#### RECORDS SUPPLIED
────────────────────────────────────────
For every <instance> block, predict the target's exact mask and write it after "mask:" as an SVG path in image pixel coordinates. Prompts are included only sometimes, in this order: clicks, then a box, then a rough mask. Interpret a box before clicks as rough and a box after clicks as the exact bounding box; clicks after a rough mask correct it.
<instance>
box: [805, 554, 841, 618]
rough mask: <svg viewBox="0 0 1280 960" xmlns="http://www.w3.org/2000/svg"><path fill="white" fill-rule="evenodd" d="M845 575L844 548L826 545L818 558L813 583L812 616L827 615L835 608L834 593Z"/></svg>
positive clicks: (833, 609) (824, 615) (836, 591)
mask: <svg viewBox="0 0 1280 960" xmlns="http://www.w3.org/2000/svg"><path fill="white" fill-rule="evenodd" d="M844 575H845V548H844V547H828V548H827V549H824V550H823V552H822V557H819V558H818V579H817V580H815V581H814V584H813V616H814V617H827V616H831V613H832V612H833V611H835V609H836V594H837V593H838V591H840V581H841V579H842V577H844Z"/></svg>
────────────────────────────────────────
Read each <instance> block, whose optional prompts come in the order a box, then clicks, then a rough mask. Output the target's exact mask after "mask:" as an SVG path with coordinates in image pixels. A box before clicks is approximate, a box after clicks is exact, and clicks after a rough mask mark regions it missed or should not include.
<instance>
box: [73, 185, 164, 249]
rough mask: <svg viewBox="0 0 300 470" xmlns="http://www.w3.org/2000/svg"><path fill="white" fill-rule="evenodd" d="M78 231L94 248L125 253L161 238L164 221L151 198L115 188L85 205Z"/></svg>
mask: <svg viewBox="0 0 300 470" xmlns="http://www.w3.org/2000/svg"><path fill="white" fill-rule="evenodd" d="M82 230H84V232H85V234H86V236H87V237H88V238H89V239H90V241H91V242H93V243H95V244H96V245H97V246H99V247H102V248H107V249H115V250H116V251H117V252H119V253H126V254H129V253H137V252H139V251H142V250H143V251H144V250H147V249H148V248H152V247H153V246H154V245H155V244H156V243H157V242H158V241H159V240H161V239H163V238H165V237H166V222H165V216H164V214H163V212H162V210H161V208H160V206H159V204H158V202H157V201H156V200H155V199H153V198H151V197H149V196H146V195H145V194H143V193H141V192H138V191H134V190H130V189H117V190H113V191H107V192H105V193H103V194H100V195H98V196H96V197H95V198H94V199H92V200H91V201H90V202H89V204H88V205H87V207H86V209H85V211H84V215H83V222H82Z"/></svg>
────────────────────────────────────────
#### ACTION ITEM
Copy the records word for word, starting at the line that contains "Read each <instance>" and ending at the line that contains "box: [73, 185, 164, 249]".

#### RESULT FOR THIS EXERCISE
Read each <instance> block, whose optional prompts come in the order a box, then clicks, then a rough mask. Output the target's exact mask after "mask:" as an SVG path with coordinates in image pixels. A box before clicks is approximate, a box after clicks is exact, and clicks after a rough mask mark regions it missed or should not include.
<instance>
box: [73, 185, 164, 249]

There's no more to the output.